| WHAT IS REQUIRED |
Extract the complete data exactly as given.

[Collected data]
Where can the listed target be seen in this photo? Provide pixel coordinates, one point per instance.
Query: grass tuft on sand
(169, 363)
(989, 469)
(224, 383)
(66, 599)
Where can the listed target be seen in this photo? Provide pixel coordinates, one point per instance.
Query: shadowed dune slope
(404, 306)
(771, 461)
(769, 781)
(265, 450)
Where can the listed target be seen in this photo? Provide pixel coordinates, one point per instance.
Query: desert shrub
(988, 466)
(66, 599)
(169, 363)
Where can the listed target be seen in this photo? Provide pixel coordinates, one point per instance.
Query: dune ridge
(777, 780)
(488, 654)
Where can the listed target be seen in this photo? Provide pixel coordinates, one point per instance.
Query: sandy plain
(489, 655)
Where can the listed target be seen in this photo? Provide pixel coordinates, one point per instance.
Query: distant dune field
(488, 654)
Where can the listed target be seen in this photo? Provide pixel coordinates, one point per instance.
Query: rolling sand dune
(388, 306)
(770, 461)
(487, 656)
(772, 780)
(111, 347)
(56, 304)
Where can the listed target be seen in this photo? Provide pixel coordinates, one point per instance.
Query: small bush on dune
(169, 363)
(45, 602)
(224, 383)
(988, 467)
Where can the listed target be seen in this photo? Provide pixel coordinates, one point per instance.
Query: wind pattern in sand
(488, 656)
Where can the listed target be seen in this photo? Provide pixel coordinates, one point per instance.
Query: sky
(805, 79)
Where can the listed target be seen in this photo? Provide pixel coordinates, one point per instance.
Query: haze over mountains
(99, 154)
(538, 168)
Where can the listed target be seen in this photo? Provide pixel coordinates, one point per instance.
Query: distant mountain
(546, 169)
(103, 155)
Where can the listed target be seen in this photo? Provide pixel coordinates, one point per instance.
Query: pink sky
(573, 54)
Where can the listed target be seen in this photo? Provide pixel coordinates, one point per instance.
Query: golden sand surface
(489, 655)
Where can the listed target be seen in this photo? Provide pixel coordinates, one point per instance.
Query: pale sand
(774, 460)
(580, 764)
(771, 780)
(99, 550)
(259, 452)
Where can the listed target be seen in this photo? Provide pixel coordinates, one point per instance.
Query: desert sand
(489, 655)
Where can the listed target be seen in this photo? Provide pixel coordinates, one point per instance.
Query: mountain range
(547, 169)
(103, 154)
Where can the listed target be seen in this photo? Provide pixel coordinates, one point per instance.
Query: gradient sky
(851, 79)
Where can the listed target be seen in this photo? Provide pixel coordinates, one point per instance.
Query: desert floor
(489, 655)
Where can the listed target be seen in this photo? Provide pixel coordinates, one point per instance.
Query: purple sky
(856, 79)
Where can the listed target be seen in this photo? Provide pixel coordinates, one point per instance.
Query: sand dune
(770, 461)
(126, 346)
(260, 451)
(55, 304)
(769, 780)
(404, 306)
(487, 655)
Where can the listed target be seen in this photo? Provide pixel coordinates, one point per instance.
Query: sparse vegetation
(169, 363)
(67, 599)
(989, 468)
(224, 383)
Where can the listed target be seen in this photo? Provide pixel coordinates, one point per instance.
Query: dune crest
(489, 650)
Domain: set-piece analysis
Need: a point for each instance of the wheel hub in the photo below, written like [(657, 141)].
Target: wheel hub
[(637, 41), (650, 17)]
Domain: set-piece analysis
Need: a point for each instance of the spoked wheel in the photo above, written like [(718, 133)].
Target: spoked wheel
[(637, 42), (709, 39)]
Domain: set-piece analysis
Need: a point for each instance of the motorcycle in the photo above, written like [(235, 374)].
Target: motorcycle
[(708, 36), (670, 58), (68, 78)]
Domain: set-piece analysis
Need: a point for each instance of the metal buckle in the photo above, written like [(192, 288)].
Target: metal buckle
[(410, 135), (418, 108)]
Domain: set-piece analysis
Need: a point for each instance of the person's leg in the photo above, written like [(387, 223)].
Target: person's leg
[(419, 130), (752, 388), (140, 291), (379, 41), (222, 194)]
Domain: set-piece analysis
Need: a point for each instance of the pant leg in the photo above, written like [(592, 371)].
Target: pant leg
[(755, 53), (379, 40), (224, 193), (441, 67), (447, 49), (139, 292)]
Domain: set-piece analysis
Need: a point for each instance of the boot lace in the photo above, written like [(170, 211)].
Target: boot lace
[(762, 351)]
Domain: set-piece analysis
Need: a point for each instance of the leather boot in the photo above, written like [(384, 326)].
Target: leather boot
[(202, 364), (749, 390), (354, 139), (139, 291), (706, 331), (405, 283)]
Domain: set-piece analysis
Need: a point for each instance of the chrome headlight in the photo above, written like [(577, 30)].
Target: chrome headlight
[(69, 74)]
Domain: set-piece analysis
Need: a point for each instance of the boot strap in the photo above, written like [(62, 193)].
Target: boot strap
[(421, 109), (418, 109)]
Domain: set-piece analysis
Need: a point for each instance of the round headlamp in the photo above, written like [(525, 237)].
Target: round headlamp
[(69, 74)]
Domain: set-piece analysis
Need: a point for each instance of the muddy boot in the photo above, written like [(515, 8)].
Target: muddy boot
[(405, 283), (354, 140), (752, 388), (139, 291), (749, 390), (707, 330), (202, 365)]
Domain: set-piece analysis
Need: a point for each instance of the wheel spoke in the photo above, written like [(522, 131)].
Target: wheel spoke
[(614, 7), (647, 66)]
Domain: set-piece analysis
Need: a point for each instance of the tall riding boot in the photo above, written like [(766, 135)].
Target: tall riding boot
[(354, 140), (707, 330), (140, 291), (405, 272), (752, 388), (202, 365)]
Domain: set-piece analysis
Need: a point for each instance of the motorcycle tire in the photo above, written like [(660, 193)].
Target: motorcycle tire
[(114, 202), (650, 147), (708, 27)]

| ANSWER TO THIS EXERCISE |
Where can the listed target be seen in this photo? Provide pixel coordinates, one point per instance.
Query: grass tuft on sand
(169, 363)
(989, 469)
(224, 383)
(66, 599)
Where can the listed target be seen in this photo? Provide pixel coordinates, one point per instance.
Query: shadowed dune slope
(404, 306)
(771, 461)
(769, 781)
(265, 450)
Where can the listed target be seen in this photo? Provide pixel coordinates, one point per instance.
Query: desert shrub
(988, 466)
(66, 599)
(169, 363)
Where can the listed target be seen in this photo? Provide pixel coordinates, one point per instance.
Query: dune ridge
(777, 780)
(488, 654)
Where can the listed target be seen in this photo? Provide pixel coordinates, one point per instance.
Query: sandy plain
(489, 655)
Where can the listed target be seen in this photo? Provide pixel coordinates, one point per instance.
Query: distant dune field
(488, 654)
Where can the listed target be seen in this photo? Provide pixel coordinates, one point per instance.
Query: rolling sand dune
(388, 306)
(770, 461)
(487, 656)
(772, 780)
(111, 347)
(56, 304)
Where can the listed target be seen in this photo? Provide pixel coordinates, one point per instance.
Query: small bush on dune
(169, 363)
(45, 602)
(224, 383)
(988, 467)
Where can the listed target be seen in this photo? Provide pixel coordinates, one point per instance.
Query: wind pattern in sand
(488, 656)
Where can the listed target be seen in this photo? Provide pixel coordinates, one point per instance.
Query: sky
(805, 79)
Where can the listed target be seen in this photo? Provide pixel coordinates, one point per instance.
Query: haze over mountains
(99, 154)
(538, 168)
Where can the listed target be seen in this photo? Provide pixel coordinates, one point per instance.
Query: distant mountain
(546, 169)
(103, 155)
Where can the listed target be seen in this photo? Provide pixel coordinates, one point per instance.
Query: pink sky
(573, 54)
Where can the listed target be seen in this photo? Provide pixel coordinates, one point per instance.
Query: golden sand surface
(489, 655)
Where can the listed target be seen in this photo? Provide pixel coordinates, one point per instance.
Query: pale sand
(774, 460)
(580, 764)
(771, 780)
(99, 550)
(259, 452)
Where can the listed target be seen in this photo? Provide pixel coordinates, one point per instance.
Query: desert sand
(489, 655)
Where can the listed target be seen in this photo? Provide pixel coordinates, one point per instance.
Query: mountain range
(547, 169)
(103, 154)
Where can the listed target be seen in this photo? Provide pixel coordinates, one point per instance.
Query: gradient sky
(851, 79)
Where can the listed target be seen in this photo? Provide pixel coordinates, one point per instance.
Query: desert floor
(489, 655)
Where can the listed target be seen in this photo? Provide pixel coordinates, one point per instance.
Query: purple sky
(856, 79)
Where can the listed target be seen in this photo? Provide pixel coordinates, one point per instance.
Query: sand dune
(770, 461)
(126, 346)
(260, 451)
(55, 304)
(769, 780)
(404, 306)
(487, 655)
Where can the listed target be seen in this photo? Provide pixel coordinates, one point per instance.
Query: sparse vegetation
(169, 363)
(67, 599)
(989, 468)
(224, 383)
Where can the listed target be seen in this photo? Provide pixel coordinates, one point per instance.
Query: dune crest
(489, 650)
Domain: set-piece analysis
Need: a point for each instance of the wheel hub in the photo below, written like [(657, 141)].
Target: wheel hub
[(637, 41), (650, 17)]
Domain: set-piece analysis
Need: a point for each instance of the spoked wheel in the photo above, written like [(718, 133)].
Target: spoked wheel
[(637, 42), (709, 39)]
Domain: set-piece analysis
Need: a point for each instance of the motorcycle in the photo above, written like [(235, 374)].
Target: motorcycle
[(708, 36), (670, 58), (68, 78)]
Domain: set-piece analysis
Need: a point for each instance of the metal buckle in the photo above, written like [(192, 288)].
Target: metal buckle
[(410, 135), (418, 108)]
Domain: set-piece analysis
Need: a point for each instance of the person's leg in the photo above, written like [(387, 223)].
Target: person's leg
[(419, 130), (752, 388), (140, 291), (379, 41), (222, 194)]
Domain: set-piece analysis
Need: a point for each instance of the pant leg in the photo above, written like [(592, 371)].
Target: pant leg
[(755, 53), (379, 40), (224, 193), (441, 67), (447, 49), (139, 292)]
Domain: set-piece analysis
Need: a point for each instance of the boot lace in the photo above, written like [(170, 211)].
Target: boot lace
[(762, 351)]
Domain: set-piece analysis
Need: a point for each instance of the leather boot in the photo above, written like [(384, 326)].
Target: leather boot
[(202, 364), (749, 390), (354, 139), (139, 291), (706, 331), (405, 283)]
Domain: set-piece analysis
Need: a point for each instance of the chrome headlight in the photo above, written like [(577, 30)].
Target: chrome headlight
[(69, 74)]
Domain: set-piece analysis
Need: a point for each instance of the boot strap in the photo above, written like [(62, 193)].
Target: boot strap
[(421, 109), (418, 109)]
Domain: set-piece analysis
Need: a point for each instance of the round headlamp in the photo above, written like [(525, 237)].
Target: round headlamp
[(69, 74)]
Domain: set-piece analysis
Need: a point for each instance of the muddy boot in the photo above, written like [(515, 8)].
Target: muddy boot
[(405, 283), (354, 140), (752, 388), (139, 291), (749, 390), (707, 330), (202, 365)]
Domain: set-piece analysis
Need: a point for each instance of the wheel spoke in the photo above, written like [(522, 131)].
Target: wheel spoke
[(614, 7), (647, 66)]
Domain: set-piece analysis
Need: a point for each instance of the tall riding boot in the photo above, written like [(766, 135)].
Target: tall riding boot
[(354, 140), (707, 330), (140, 291), (405, 272), (752, 388), (202, 365)]
Domain: set-piece analysis
Need: a point for each instance of the motorcycle tire in the photo above, written like [(660, 193)].
Target: motorcycle tire
[(114, 202), (650, 147), (708, 27)]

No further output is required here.